▶ [Task objective]
Find the word "rampart" in the data. Return every line where it appears.

▶ [Materials provided]
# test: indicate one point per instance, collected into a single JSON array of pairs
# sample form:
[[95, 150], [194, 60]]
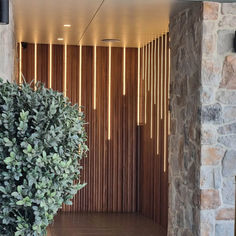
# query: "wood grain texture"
[[110, 170], [125, 173], [153, 185]]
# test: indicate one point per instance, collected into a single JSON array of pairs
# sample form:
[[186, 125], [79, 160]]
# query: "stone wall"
[[203, 97], [7, 48], [184, 142], [218, 98]]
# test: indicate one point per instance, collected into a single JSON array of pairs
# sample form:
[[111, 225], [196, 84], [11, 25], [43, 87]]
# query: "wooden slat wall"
[[110, 169], [155, 87]]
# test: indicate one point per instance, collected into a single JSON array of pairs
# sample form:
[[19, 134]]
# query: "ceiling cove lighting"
[[4, 12], [95, 77], [107, 40], [50, 66], [124, 68], [35, 65], [109, 95]]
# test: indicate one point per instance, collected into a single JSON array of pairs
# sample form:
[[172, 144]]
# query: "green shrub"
[[42, 140]]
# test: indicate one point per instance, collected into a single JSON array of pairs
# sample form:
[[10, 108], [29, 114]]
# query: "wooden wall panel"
[[125, 173], [154, 132], [110, 170]]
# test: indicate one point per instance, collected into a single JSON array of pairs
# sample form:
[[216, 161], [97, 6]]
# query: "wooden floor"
[[99, 224]]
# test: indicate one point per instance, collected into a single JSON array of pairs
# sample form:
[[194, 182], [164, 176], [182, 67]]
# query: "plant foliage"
[[42, 140]]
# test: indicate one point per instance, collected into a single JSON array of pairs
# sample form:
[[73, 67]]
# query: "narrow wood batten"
[[153, 185], [111, 166]]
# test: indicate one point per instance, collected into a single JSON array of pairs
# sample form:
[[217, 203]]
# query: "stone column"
[[7, 48], [184, 142], [202, 144], [218, 98]]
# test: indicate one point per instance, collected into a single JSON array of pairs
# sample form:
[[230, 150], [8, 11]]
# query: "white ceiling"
[[134, 22]]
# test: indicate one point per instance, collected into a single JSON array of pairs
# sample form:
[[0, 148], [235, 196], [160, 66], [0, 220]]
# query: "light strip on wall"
[[65, 71], [149, 66], [158, 97], [80, 76], [138, 96], [155, 71], [143, 63], [151, 102], [169, 93], [162, 76], [109, 95], [165, 107], [95, 78], [20, 63], [50, 66], [145, 87], [35, 65], [124, 69]]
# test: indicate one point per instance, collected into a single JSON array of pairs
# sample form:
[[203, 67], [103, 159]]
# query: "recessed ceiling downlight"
[[110, 40]]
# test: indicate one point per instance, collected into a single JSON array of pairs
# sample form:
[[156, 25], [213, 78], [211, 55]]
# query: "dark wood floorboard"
[[99, 224]]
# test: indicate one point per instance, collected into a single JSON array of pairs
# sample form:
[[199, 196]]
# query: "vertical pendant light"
[[4, 12]]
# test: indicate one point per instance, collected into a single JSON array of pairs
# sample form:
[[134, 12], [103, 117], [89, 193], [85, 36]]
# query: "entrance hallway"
[[99, 224]]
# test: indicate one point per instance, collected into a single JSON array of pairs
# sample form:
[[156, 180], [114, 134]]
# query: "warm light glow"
[[80, 76], [65, 71], [158, 97], [155, 71], [151, 102], [109, 95], [149, 66], [20, 63], [145, 120], [138, 98], [165, 106], [143, 64], [124, 70], [50, 66], [35, 65], [95, 77], [169, 130], [161, 76]]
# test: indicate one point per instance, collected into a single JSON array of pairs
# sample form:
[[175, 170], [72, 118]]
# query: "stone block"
[[211, 73], [228, 21], [212, 113], [206, 177], [229, 73], [228, 8], [224, 229], [228, 191], [228, 141], [229, 164], [210, 199], [227, 129], [225, 214], [226, 97], [225, 41], [210, 10], [211, 155], [229, 114], [208, 134]]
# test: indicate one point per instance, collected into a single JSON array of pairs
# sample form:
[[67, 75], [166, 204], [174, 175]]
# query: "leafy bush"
[[42, 140]]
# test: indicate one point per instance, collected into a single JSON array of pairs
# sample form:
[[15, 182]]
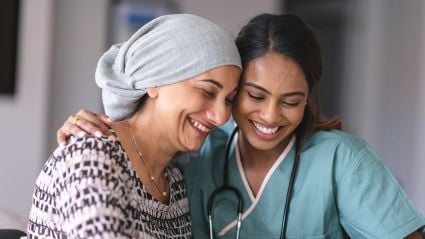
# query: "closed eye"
[[208, 93], [290, 104], [257, 98]]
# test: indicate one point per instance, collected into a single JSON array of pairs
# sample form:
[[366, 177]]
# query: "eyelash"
[[208, 93], [255, 97]]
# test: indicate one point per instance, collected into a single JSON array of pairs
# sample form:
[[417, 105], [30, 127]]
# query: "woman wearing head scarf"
[[296, 173], [163, 100]]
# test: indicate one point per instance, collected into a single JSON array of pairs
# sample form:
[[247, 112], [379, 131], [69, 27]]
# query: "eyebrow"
[[216, 83], [295, 93]]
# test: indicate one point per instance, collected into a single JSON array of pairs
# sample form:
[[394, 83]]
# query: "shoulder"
[[84, 154], [340, 144], [346, 153], [337, 138]]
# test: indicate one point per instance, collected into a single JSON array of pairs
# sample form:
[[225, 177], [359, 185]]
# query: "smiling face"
[[271, 102], [189, 110]]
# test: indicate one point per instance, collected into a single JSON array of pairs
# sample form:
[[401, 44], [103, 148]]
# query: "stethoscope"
[[226, 187]]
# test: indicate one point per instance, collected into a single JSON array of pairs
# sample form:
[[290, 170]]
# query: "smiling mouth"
[[265, 130], [198, 125]]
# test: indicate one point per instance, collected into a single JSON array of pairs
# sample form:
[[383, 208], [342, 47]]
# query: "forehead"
[[226, 76], [276, 71]]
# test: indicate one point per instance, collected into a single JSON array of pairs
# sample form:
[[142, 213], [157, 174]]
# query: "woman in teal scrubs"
[[341, 186]]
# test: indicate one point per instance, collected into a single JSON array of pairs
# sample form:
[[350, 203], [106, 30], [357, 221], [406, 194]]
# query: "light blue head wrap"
[[167, 50]]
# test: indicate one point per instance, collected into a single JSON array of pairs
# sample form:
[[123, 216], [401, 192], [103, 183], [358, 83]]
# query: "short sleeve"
[[89, 191], [372, 203]]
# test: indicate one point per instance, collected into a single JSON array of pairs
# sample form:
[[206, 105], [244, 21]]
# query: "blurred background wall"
[[374, 56]]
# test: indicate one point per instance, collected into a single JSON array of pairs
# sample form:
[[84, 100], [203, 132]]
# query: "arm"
[[371, 201], [89, 194], [82, 123]]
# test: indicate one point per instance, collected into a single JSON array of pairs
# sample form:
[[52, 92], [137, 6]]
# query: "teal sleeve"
[[371, 202]]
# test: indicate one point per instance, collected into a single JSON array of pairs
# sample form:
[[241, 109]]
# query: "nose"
[[270, 113], [218, 112]]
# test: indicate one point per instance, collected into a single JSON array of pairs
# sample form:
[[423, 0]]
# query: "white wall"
[[60, 43], [23, 116], [80, 33], [419, 142], [231, 15], [384, 86]]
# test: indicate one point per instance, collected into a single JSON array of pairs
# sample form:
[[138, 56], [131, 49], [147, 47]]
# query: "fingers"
[[93, 123], [84, 122], [68, 129]]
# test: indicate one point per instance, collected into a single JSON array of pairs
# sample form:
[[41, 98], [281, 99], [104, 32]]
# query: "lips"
[[264, 132], [264, 129]]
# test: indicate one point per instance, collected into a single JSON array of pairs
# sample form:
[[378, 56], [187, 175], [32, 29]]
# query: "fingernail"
[[111, 137]]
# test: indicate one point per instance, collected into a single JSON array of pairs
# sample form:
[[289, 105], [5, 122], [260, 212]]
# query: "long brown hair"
[[289, 35]]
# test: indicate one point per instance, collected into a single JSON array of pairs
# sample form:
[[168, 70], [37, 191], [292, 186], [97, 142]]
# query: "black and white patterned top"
[[89, 189]]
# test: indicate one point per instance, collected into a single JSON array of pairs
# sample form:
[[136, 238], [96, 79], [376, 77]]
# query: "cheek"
[[296, 117]]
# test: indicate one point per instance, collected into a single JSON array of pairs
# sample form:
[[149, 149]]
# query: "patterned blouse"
[[89, 189]]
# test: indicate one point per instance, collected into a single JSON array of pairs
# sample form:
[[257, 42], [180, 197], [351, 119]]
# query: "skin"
[[273, 95], [280, 92], [174, 118]]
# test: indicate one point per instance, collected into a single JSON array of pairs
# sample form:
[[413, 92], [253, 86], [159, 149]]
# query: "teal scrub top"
[[340, 183]]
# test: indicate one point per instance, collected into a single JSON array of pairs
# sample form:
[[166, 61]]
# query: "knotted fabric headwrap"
[[167, 50]]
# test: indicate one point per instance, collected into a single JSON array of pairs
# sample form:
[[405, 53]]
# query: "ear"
[[153, 92]]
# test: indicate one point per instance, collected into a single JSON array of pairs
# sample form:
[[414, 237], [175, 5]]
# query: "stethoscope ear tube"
[[226, 187]]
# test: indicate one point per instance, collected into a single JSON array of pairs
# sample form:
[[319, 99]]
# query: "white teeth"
[[199, 126], [264, 129]]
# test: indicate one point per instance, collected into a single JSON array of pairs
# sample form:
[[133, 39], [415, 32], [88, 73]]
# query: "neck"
[[259, 159], [156, 154]]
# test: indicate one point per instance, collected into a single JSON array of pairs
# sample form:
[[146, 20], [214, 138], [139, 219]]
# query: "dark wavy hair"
[[289, 35]]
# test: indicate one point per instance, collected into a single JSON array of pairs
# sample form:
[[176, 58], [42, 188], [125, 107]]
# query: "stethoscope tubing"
[[227, 187]]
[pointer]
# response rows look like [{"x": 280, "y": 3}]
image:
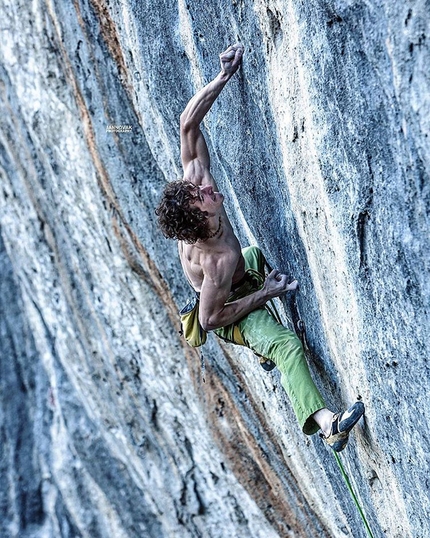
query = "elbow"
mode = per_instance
[{"x": 184, "y": 121}]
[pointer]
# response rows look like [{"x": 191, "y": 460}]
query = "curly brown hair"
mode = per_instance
[{"x": 177, "y": 218}]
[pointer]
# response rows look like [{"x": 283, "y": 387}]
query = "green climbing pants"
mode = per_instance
[{"x": 260, "y": 332}]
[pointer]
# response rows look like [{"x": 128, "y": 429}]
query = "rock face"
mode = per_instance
[{"x": 320, "y": 144}]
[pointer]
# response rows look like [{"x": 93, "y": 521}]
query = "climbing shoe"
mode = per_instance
[
  {"x": 341, "y": 426},
  {"x": 267, "y": 364}
]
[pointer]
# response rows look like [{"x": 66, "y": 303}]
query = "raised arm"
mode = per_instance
[{"x": 194, "y": 151}]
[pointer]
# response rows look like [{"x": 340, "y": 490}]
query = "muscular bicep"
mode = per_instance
[{"x": 193, "y": 144}]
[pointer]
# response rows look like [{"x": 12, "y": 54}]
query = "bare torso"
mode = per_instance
[{"x": 199, "y": 262}]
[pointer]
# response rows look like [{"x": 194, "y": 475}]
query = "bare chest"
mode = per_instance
[{"x": 193, "y": 259}]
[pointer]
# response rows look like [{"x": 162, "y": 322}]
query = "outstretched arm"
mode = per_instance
[
  {"x": 214, "y": 312},
  {"x": 194, "y": 151}
]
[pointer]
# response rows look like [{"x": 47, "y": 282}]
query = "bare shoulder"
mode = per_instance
[{"x": 199, "y": 174}]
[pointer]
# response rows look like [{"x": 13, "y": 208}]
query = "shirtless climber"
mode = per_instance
[{"x": 232, "y": 300}]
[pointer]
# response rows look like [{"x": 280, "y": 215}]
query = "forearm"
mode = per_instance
[
  {"x": 200, "y": 104},
  {"x": 234, "y": 311}
]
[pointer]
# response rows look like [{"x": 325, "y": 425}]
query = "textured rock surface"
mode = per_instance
[{"x": 321, "y": 146}]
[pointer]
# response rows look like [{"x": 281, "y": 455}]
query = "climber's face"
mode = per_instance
[{"x": 208, "y": 200}]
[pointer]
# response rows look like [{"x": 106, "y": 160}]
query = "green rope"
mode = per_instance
[{"x": 354, "y": 497}]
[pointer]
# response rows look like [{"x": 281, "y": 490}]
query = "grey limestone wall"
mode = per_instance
[{"x": 321, "y": 146}]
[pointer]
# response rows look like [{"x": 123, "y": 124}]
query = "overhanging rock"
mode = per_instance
[{"x": 320, "y": 144}]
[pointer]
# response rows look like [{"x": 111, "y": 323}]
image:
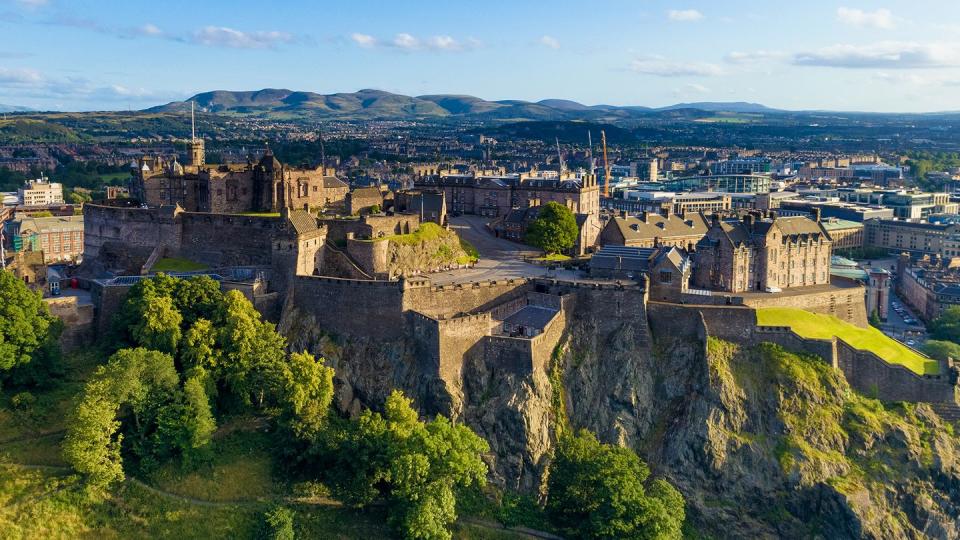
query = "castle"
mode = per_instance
[{"x": 262, "y": 186}]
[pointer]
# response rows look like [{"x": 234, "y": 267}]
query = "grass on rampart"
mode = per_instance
[
  {"x": 426, "y": 232},
  {"x": 177, "y": 264},
  {"x": 817, "y": 326}
]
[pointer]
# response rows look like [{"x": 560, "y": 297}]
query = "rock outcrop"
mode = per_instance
[{"x": 762, "y": 442}]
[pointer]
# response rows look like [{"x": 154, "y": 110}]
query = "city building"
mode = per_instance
[
  {"x": 59, "y": 238},
  {"x": 762, "y": 254},
  {"x": 263, "y": 186},
  {"x": 651, "y": 230},
  {"x": 914, "y": 237},
  {"x": 40, "y": 192},
  {"x": 730, "y": 183},
  {"x": 929, "y": 285},
  {"x": 664, "y": 202},
  {"x": 845, "y": 234}
]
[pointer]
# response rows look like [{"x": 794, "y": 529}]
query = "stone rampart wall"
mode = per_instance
[
  {"x": 352, "y": 307},
  {"x": 446, "y": 301},
  {"x": 227, "y": 240},
  {"x": 872, "y": 376}
]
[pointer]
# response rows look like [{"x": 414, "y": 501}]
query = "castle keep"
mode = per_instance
[{"x": 262, "y": 186}]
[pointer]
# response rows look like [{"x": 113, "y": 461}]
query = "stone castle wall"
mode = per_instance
[
  {"x": 444, "y": 301},
  {"x": 864, "y": 370},
  {"x": 352, "y": 307}
]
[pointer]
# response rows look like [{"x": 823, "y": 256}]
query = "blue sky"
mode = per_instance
[{"x": 817, "y": 54}]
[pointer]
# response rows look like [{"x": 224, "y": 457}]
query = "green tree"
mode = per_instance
[
  {"x": 159, "y": 324},
  {"x": 414, "y": 466},
  {"x": 138, "y": 380},
  {"x": 185, "y": 425},
  {"x": 946, "y": 327},
  {"x": 92, "y": 445},
  {"x": 252, "y": 350},
  {"x": 941, "y": 350},
  {"x": 25, "y": 322},
  {"x": 600, "y": 491},
  {"x": 307, "y": 391},
  {"x": 554, "y": 230},
  {"x": 278, "y": 524}
]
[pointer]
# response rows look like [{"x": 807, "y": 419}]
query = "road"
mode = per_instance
[{"x": 499, "y": 258}]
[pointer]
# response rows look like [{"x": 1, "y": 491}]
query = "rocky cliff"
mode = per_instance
[{"x": 762, "y": 442}]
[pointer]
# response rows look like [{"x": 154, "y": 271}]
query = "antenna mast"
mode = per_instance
[
  {"x": 590, "y": 151},
  {"x": 559, "y": 155},
  {"x": 606, "y": 166}
]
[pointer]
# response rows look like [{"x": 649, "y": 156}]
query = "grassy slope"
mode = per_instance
[
  {"x": 225, "y": 498},
  {"x": 177, "y": 264},
  {"x": 814, "y": 325}
]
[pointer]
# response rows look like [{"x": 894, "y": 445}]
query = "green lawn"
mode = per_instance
[
  {"x": 260, "y": 214},
  {"x": 815, "y": 325},
  {"x": 176, "y": 264},
  {"x": 558, "y": 257}
]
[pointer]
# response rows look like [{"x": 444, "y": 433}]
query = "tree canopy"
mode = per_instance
[
  {"x": 25, "y": 322},
  {"x": 414, "y": 466},
  {"x": 554, "y": 230},
  {"x": 601, "y": 491}
]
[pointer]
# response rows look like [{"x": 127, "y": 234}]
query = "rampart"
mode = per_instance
[{"x": 864, "y": 370}]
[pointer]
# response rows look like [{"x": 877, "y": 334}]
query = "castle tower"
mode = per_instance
[{"x": 197, "y": 154}]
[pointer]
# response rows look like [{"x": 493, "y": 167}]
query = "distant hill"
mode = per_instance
[
  {"x": 378, "y": 104},
  {"x": 13, "y": 108},
  {"x": 722, "y": 106}
]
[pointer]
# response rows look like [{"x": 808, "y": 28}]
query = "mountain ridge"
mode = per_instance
[{"x": 372, "y": 103}]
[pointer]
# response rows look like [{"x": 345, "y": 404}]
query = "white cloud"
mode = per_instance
[
  {"x": 444, "y": 43},
  {"x": 883, "y": 55},
  {"x": 550, "y": 42},
  {"x": 684, "y": 15},
  {"x": 409, "y": 43},
  {"x": 221, "y": 36},
  {"x": 150, "y": 30},
  {"x": 406, "y": 41},
  {"x": 364, "y": 40},
  {"x": 881, "y": 18},
  {"x": 694, "y": 88},
  {"x": 752, "y": 57},
  {"x": 662, "y": 67}
]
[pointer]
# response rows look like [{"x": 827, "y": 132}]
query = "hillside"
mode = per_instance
[{"x": 368, "y": 104}]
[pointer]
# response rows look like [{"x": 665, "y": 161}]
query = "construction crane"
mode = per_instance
[{"x": 606, "y": 165}]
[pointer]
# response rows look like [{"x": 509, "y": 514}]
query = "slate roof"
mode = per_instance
[
  {"x": 657, "y": 226},
  {"x": 302, "y": 221}
]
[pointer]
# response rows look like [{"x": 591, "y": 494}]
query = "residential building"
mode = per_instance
[
  {"x": 59, "y": 238},
  {"x": 651, "y": 230},
  {"x": 845, "y": 234},
  {"x": 915, "y": 237},
  {"x": 40, "y": 192},
  {"x": 762, "y": 254}
]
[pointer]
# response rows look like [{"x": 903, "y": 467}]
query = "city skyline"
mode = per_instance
[{"x": 818, "y": 56}]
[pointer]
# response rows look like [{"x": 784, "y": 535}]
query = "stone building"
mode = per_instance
[
  {"x": 59, "y": 238},
  {"x": 929, "y": 285},
  {"x": 495, "y": 196},
  {"x": 364, "y": 201},
  {"x": 844, "y": 233},
  {"x": 428, "y": 204},
  {"x": 763, "y": 254},
  {"x": 649, "y": 230},
  {"x": 263, "y": 186}
]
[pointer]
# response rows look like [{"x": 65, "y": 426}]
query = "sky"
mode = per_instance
[{"x": 896, "y": 56}]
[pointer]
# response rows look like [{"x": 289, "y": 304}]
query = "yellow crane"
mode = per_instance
[{"x": 606, "y": 165}]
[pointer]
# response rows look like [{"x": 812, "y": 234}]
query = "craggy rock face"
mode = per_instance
[{"x": 762, "y": 443}]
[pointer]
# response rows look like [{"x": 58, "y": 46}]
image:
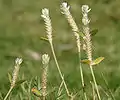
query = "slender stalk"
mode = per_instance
[
  {"x": 55, "y": 58},
  {"x": 66, "y": 12},
  {"x": 18, "y": 61},
  {"x": 8, "y": 93},
  {"x": 94, "y": 80},
  {"x": 87, "y": 38},
  {"x": 82, "y": 78}
]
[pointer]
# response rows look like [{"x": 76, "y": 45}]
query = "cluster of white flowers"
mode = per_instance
[
  {"x": 46, "y": 18},
  {"x": 85, "y": 11}
]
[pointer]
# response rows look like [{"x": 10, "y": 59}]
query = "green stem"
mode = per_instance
[
  {"x": 94, "y": 80},
  {"x": 82, "y": 78},
  {"x": 58, "y": 67},
  {"x": 8, "y": 93}
]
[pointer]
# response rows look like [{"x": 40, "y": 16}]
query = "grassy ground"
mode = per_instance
[{"x": 21, "y": 28}]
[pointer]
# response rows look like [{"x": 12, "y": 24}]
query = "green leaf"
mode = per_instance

▶ [Solution for this exercise]
query = "grass on rampart"
query = "stone rampart wall"
query = "rampart"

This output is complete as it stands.